EXCERPTED DATA —
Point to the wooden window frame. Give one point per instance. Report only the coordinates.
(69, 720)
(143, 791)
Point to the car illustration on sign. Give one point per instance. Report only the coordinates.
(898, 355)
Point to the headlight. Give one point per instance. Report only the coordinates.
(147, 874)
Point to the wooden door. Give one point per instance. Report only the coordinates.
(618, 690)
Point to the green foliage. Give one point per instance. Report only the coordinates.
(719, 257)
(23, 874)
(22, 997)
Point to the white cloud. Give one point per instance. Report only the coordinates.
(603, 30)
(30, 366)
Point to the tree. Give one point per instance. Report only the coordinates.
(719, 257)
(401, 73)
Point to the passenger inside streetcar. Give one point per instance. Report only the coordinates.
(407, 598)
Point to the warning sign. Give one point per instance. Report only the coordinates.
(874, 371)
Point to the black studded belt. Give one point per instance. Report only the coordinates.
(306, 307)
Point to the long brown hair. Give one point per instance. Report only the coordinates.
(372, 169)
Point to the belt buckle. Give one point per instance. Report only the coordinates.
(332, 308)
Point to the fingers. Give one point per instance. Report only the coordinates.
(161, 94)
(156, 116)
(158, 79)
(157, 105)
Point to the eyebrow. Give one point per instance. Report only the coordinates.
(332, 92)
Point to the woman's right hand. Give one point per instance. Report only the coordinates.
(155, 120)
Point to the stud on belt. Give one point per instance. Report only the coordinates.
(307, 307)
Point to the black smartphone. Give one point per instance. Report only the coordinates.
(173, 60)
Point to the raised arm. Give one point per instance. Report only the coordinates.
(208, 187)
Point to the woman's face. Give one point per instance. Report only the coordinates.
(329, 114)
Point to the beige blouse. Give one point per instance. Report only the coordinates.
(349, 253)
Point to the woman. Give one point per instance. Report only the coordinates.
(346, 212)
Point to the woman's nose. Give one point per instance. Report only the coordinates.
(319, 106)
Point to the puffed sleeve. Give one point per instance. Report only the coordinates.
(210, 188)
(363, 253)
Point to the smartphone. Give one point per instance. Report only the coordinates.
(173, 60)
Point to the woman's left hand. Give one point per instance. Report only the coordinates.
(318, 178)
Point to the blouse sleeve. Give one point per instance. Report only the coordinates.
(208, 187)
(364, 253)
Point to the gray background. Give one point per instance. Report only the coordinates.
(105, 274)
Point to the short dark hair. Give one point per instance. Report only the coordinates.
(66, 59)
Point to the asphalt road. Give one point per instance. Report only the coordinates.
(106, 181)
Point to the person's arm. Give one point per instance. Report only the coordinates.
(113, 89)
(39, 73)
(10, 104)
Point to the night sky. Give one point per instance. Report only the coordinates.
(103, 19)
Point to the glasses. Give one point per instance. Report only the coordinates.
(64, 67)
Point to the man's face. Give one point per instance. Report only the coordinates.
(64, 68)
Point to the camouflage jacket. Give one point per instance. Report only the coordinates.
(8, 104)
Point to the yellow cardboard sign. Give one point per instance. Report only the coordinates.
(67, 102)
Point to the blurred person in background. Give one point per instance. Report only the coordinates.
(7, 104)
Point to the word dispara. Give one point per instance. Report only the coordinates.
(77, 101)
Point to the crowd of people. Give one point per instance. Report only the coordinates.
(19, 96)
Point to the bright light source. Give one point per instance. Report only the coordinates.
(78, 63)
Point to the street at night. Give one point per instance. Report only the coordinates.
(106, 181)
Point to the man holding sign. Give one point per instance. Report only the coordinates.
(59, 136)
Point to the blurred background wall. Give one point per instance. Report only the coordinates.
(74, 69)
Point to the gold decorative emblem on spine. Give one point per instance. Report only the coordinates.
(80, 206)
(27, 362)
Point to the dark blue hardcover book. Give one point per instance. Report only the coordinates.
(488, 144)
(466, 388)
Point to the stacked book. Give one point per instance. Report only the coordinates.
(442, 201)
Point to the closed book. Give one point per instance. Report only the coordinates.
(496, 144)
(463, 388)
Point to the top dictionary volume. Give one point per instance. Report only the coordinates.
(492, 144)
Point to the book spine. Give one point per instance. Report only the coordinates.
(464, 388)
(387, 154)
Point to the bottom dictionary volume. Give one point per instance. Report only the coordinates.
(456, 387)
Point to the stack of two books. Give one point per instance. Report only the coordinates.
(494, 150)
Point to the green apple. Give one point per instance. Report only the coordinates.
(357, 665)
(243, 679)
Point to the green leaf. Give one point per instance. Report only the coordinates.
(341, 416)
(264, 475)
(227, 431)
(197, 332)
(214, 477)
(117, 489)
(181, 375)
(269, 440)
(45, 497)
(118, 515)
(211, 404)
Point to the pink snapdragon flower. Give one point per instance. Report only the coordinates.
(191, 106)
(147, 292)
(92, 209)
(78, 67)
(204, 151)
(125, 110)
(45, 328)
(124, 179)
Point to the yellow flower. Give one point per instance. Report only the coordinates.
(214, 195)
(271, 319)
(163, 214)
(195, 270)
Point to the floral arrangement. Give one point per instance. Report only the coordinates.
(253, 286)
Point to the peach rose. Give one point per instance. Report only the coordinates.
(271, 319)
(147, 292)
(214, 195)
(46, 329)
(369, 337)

WORK TASK — Copy the records above, keeping each line identical.

EXERCISE RESPONSE —
Point to the wooden window frame. Give one point per instance. Report only the coordinates.
(69, 720)
(143, 791)
Point to the car illustration on sign. Give one point per instance. Report only the coordinates.
(898, 355)
Point to the headlight. Give one point per instance. Report only the coordinates.
(147, 874)
Point to the wooden door. Give one point per instance. Report only the coordinates.
(618, 690)
Point to the green foliage. Give one point per instance. Report only the coordinates.
(719, 257)
(23, 874)
(22, 997)
Point to the white cloud. Give one point per instance. Report only the coordinates.
(603, 30)
(30, 366)
Point to the tree. Give one point per instance. Report only the coordinates.
(719, 257)
(401, 73)
Point to the passenger inside streetcar. Give one point per instance. Report only the coordinates.
(407, 598)
Point to the warning sign. Give one point per instance. Report only the coordinates.
(874, 371)
Point to the black studded belt. Give one point per instance. Report only the coordinates.
(306, 307)
Point to the long brown hair. Give one point per instance. Report only the coordinates.
(372, 169)
Point to the belt buckle. Give one point per instance. Report only the coordinates.
(332, 308)
Point to the fingers. Give one point per instance. Report only the coordinates.
(161, 94)
(156, 116)
(158, 79)
(157, 105)
Point to the eyebrow. Give one point per instance. Report only the coordinates.
(332, 92)
Point to the woman's right hand. Give one point per instance. Report only the coordinates.
(155, 120)
Point to the stud on belt. Give one point per instance. Report only the coordinates.
(307, 307)
Point to the black smartphone. Give one point per instance. Report only the coordinates.
(173, 60)
Point to the raised arm. Give one point per instance. Report only the coordinates.
(208, 187)
Point to the woman's face. Give one point per instance. Report only the coordinates.
(329, 114)
Point to the beige blouse. Give one point per instance. Report only the coordinates.
(349, 253)
Point to the woman. Give one point per instance. Report only the coordinates.
(346, 212)
Point to the woman's nose. Give one point per instance. Report only the coordinates.
(319, 106)
Point to the puffed sleeve. Give one point per instance. Report only the coordinates.
(210, 188)
(363, 253)
Point to the smartphone. Give one point per instance. Report only the coordinates.
(173, 60)
Point to the woman's left hand. Give one point per instance. Report only the coordinates.
(318, 178)
Point to the blouse sleeve. Give one point per instance. Report only the coordinates.
(208, 187)
(364, 253)
Point to the gray background. Give one point per instance. Report only the coordinates.
(105, 274)
Point to the short dark hair. Give one point per instance. Report only the coordinates.
(66, 59)
Point to the asphalt road. Give one point per instance. Report only the coordinates.
(106, 181)
Point to the person's arm. Give one point per instance. Report only the coordinates.
(113, 89)
(39, 73)
(10, 104)
Point to the night sky. Give one point per instance. Report only the coordinates.
(103, 19)
Point to the glasses. Give one point per instance. Report only the coordinates.
(64, 67)
Point to the man's face. Give one point per instance. Report only the coordinates.
(64, 68)
Point to the camouflage jacket. Give one point per instance. Report only the coordinates.
(8, 104)
Point to the yellow cardboard sign. Give one point per instance. Report only the coordinates.
(67, 102)
Point to the blurred person in background. Give one point per instance. Report only the coordinates.
(7, 104)
Point to the word dispara. Give one point per instance. Report only the coordinates.
(77, 101)
Point to the crowd of people. Give one point per instance. Report only the coordinates.
(19, 96)
Point to the bright light source. Give one point per instance. Report only the coordinates.
(78, 63)
Point to the street at night. Give one point per instance. Report only the coordinates.
(106, 181)
Point to the man holding sign. Give one point per instance. Report only the coordinates.
(59, 136)
Point to the blurred background wall. Give one point per instance. Report only the coordinates.
(74, 69)
Point to the gold decorative emblem on spine. Give one point per instance. Report only the coordinates.
(80, 206)
(27, 362)
Point to the dark blue hardcover book. Give one point per instance. Report only the coordinates.
(488, 144)
(466, 388)
Point to the stacked book. Give one point per instance. Report only the coordinates.
(442, 201)
Point to the closed book. Give one point per instance. Report only the coordinates.
(496, 144)
(463, 388)
Point to the top dictionary volume. Give one point per instance. Report only the coordinates.
(492, 144)
Point to the book spine. Give one point per instance. Report only the coordinates.
(464, 388)
(387, 154)
Point to the bottom dictionary volume. Give one point per instance. Report only the coordinates.
(456, 387)
Point to the stack of two books. Give one point per instance. Report only the coordinates.
(494, 150)
Point to the green apple. Give one point per instance. Report only the coordinates.
(357, 665)
(243, 679)
Point to the green leaf. Give one point per instance. Report only the coordinates.
(341, 416)
(264, 475)
(227, 431)
(197, 332)
(214, 477)
(117, 489)
(181, 375)
(269, 440)
(45, 497)
(118, 515)
(211, 404)
Point to the pink snapdragon flower. Give one point per instance. Report only the coordinates.
(191, 106)
(147, 292)
(92, 209)
(78, 67)
(204, 151)
(125, 110)
(45, 328)
(124, 179)
Point to the yellow flower. Give one point per instance. Report only the coordinates.
(214, 195)
(271, 319)
(163, 214)
(195, 270)
Point to the floral arrangement. Give one point per instance. Report only the coordinates.
(253, 286)
Point to the peach rose. Give one point per instance. Report only the coordinates.
(271, 319)
(147, 292)
(214, 195)
(46, 329)
(369, 337)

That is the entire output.